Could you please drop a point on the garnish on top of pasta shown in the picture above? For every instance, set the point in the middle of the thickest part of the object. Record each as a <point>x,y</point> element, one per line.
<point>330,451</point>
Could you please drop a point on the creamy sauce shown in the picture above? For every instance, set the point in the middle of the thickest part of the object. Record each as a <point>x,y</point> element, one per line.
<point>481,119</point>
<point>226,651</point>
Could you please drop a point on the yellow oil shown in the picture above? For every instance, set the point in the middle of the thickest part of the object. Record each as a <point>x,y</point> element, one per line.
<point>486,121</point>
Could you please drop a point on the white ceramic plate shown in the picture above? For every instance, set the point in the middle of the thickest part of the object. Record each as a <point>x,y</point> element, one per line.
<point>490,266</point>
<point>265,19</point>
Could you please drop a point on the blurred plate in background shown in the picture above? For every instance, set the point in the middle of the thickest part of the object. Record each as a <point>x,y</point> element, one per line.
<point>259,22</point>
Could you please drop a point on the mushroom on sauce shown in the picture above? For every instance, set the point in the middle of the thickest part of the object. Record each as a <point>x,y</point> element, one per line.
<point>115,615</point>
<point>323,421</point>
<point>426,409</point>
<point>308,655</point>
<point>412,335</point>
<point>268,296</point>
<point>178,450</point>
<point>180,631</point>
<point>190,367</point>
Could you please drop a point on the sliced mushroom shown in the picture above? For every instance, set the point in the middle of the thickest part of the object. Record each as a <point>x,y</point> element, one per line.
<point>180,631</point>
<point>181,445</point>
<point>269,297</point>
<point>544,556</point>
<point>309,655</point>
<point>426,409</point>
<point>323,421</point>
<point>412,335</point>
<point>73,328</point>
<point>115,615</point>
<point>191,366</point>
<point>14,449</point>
—————
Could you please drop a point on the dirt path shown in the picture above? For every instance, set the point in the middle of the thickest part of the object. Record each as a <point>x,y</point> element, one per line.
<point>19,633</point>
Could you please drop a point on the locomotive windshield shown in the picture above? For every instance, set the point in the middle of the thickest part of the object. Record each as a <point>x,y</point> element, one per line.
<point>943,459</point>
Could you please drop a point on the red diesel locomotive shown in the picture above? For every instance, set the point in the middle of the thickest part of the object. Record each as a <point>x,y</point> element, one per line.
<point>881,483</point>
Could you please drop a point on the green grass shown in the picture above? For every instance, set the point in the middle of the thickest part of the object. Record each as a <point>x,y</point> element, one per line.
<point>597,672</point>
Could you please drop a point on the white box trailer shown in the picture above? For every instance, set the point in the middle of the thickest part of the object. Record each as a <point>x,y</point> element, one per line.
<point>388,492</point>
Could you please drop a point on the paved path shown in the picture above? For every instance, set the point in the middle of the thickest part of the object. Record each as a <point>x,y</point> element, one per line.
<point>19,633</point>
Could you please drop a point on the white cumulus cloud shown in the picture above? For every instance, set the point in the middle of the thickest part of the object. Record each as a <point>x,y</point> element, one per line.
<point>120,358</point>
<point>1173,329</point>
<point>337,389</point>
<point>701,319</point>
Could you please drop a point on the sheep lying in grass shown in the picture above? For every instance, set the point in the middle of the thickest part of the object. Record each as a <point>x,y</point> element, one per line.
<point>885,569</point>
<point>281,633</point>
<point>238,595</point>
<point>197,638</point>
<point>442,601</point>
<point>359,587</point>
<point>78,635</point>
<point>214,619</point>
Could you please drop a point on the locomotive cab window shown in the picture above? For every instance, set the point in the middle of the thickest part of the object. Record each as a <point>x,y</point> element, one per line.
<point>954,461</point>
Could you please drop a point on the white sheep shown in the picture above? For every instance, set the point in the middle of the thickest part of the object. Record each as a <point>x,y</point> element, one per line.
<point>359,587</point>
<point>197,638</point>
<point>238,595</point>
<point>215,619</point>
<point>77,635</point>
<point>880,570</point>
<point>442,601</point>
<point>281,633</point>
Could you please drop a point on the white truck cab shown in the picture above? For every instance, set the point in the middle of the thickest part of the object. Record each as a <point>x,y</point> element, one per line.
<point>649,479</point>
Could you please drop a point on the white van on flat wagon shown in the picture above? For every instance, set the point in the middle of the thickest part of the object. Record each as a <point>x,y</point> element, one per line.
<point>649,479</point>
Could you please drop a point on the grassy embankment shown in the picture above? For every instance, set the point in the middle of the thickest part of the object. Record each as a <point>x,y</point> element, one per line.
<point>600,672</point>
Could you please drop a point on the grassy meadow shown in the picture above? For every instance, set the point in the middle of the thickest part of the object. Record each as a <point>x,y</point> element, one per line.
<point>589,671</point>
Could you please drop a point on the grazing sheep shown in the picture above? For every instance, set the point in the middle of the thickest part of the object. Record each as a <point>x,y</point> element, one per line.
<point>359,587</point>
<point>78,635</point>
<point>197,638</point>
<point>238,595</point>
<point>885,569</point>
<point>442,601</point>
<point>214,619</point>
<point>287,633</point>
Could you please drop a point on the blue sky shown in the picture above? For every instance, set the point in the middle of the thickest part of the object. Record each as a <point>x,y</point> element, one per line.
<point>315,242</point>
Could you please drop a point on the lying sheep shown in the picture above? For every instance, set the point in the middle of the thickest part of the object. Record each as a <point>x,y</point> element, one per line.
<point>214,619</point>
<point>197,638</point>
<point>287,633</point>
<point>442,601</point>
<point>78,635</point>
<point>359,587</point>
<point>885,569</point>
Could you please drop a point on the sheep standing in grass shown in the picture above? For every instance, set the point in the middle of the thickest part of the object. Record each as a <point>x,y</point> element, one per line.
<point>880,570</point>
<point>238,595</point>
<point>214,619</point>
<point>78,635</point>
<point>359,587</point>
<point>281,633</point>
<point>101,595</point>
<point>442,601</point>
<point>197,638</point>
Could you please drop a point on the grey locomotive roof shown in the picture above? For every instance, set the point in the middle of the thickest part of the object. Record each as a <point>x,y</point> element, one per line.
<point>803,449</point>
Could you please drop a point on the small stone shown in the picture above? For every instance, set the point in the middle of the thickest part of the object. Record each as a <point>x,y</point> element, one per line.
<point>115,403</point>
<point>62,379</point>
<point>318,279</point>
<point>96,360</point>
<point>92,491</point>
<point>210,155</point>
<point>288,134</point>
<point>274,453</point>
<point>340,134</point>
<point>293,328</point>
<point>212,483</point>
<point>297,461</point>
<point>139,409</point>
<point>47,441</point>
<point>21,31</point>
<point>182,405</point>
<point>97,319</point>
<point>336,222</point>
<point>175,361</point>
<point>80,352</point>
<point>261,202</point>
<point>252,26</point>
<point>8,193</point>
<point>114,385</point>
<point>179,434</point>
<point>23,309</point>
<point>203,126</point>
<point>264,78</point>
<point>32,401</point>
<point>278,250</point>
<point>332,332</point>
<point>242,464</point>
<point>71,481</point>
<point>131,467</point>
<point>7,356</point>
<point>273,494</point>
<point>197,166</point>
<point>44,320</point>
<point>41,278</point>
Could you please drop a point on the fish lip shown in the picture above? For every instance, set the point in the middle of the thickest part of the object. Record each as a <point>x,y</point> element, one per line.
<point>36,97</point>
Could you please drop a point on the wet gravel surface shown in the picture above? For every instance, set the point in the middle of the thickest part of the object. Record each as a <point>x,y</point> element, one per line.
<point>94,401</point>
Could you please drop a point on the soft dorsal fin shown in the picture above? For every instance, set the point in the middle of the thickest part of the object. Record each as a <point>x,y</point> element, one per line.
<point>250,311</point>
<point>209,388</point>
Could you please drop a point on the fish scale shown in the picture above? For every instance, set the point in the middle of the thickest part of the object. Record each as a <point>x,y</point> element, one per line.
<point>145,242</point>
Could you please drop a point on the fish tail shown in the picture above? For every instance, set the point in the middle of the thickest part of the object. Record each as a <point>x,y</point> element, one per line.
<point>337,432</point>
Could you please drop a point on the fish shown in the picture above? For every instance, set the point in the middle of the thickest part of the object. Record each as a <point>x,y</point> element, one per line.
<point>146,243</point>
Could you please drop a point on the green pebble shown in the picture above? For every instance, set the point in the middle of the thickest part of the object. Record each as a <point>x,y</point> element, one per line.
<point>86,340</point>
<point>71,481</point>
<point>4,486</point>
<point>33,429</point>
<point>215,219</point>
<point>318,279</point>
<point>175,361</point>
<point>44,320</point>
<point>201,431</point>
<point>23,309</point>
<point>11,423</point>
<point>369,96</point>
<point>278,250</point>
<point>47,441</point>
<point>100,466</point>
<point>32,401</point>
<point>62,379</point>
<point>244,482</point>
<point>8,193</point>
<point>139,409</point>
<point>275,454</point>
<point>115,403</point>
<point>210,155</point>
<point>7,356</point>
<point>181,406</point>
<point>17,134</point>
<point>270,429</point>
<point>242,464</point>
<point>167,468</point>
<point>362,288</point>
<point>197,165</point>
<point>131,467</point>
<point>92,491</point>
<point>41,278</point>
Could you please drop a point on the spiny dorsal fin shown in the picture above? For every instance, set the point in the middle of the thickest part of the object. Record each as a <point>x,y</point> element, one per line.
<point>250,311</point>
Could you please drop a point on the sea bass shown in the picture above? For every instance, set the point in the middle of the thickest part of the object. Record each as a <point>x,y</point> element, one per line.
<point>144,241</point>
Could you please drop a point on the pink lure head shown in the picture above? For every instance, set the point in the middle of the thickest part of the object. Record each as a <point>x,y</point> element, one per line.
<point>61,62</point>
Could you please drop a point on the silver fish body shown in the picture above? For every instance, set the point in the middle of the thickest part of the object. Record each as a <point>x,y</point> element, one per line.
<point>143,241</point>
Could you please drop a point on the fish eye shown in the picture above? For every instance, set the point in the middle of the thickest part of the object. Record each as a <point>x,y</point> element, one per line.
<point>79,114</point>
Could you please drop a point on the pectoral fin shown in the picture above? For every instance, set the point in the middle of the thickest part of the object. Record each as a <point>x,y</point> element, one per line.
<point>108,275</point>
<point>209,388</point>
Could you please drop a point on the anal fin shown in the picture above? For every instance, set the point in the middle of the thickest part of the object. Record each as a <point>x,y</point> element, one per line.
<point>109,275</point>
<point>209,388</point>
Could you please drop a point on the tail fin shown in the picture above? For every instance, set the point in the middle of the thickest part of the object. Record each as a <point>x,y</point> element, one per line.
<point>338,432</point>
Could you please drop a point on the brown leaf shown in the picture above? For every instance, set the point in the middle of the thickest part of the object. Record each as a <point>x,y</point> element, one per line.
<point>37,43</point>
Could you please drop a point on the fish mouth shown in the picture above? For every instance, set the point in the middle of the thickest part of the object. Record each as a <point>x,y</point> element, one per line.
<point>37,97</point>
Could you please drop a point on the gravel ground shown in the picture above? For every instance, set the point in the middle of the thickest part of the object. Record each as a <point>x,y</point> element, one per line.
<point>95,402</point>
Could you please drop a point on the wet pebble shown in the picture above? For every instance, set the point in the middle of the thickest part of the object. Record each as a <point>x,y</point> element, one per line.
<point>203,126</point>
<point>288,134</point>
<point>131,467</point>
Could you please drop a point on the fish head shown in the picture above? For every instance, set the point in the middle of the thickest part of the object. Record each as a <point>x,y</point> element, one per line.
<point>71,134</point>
—————
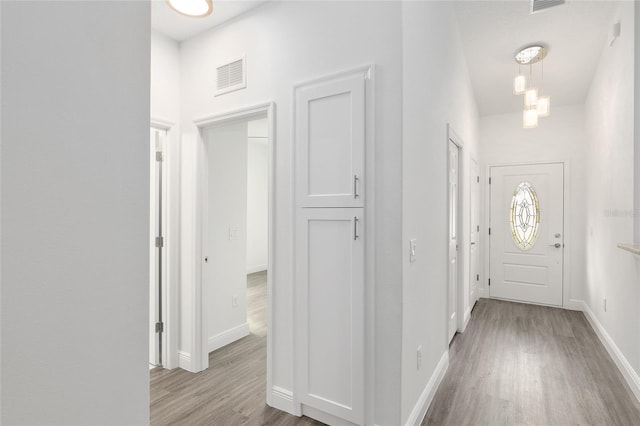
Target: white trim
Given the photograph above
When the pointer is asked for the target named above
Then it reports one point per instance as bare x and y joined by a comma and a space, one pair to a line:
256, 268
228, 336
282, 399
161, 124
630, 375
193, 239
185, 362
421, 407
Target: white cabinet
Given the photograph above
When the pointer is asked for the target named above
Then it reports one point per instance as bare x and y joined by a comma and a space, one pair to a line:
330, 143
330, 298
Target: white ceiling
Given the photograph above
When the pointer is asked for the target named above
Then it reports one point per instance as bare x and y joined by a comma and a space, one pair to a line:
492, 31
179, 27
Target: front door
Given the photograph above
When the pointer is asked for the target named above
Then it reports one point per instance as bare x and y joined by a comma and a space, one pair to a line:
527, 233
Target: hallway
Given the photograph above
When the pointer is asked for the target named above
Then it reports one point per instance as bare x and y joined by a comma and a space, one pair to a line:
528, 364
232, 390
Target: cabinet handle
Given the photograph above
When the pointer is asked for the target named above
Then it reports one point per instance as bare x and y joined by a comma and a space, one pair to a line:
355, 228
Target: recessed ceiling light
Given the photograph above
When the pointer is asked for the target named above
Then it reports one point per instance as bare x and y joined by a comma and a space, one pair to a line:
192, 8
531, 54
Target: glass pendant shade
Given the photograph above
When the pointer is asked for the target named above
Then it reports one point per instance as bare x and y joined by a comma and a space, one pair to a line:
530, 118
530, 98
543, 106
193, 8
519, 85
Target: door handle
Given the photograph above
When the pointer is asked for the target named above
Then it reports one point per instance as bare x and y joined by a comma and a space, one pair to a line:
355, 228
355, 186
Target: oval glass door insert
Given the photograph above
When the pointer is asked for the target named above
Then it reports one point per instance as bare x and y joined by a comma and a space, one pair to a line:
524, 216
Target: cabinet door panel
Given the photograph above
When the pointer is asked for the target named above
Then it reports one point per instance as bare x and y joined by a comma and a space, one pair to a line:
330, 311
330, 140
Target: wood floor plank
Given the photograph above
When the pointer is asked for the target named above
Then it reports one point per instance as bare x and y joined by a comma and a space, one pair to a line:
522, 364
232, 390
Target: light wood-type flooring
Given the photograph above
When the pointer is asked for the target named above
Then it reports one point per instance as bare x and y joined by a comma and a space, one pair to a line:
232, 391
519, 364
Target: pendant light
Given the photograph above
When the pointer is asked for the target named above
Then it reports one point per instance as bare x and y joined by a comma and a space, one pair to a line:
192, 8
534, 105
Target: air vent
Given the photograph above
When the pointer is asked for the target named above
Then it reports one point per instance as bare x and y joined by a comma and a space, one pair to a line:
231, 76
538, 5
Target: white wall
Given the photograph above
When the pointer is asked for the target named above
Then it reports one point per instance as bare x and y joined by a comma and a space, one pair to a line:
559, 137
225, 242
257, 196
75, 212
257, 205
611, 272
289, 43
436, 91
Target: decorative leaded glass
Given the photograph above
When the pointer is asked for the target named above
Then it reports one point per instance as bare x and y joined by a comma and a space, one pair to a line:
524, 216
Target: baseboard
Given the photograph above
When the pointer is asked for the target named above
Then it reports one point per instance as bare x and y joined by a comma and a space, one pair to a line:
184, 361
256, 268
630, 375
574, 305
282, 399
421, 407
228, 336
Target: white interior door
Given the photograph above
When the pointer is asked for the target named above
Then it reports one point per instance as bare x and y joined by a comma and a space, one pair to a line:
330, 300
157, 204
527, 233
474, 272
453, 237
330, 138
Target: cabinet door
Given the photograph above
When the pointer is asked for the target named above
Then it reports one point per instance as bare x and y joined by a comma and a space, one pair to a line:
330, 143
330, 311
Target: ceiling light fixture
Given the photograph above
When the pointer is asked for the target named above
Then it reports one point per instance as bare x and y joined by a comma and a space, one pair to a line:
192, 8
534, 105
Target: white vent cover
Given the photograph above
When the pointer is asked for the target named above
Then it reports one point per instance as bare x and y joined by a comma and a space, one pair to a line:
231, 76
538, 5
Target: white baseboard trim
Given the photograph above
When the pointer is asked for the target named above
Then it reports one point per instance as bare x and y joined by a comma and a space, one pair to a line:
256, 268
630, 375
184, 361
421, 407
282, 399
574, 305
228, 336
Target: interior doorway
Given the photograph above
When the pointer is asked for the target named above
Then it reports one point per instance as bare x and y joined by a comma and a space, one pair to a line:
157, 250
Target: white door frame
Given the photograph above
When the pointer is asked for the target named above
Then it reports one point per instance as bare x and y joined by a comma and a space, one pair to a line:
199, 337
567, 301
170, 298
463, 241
—————
> _Task objective_: Using the records above, give the number of lines in which the word "ceiling" occurs, and nothing else.

> _Reply to the exercise_: 3